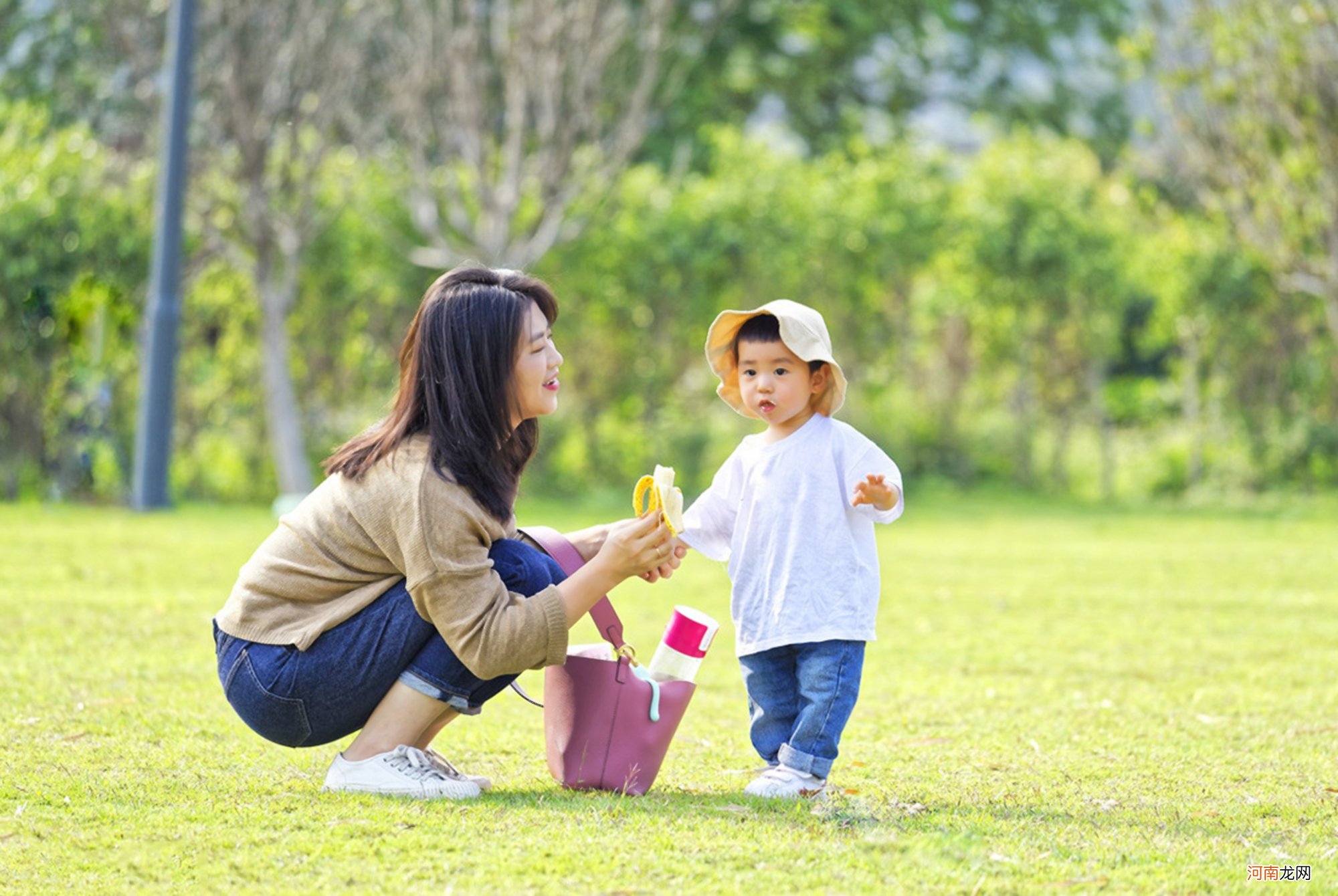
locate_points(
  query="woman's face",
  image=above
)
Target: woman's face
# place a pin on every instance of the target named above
(536, 368)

#### Required action
From the line containing "Target: woman's face" to the last line of the records above, please write out every line exactly and add nothing.

#### Output below
Target: woman's face
# place a pin on every instance of the target named above
(536, 368)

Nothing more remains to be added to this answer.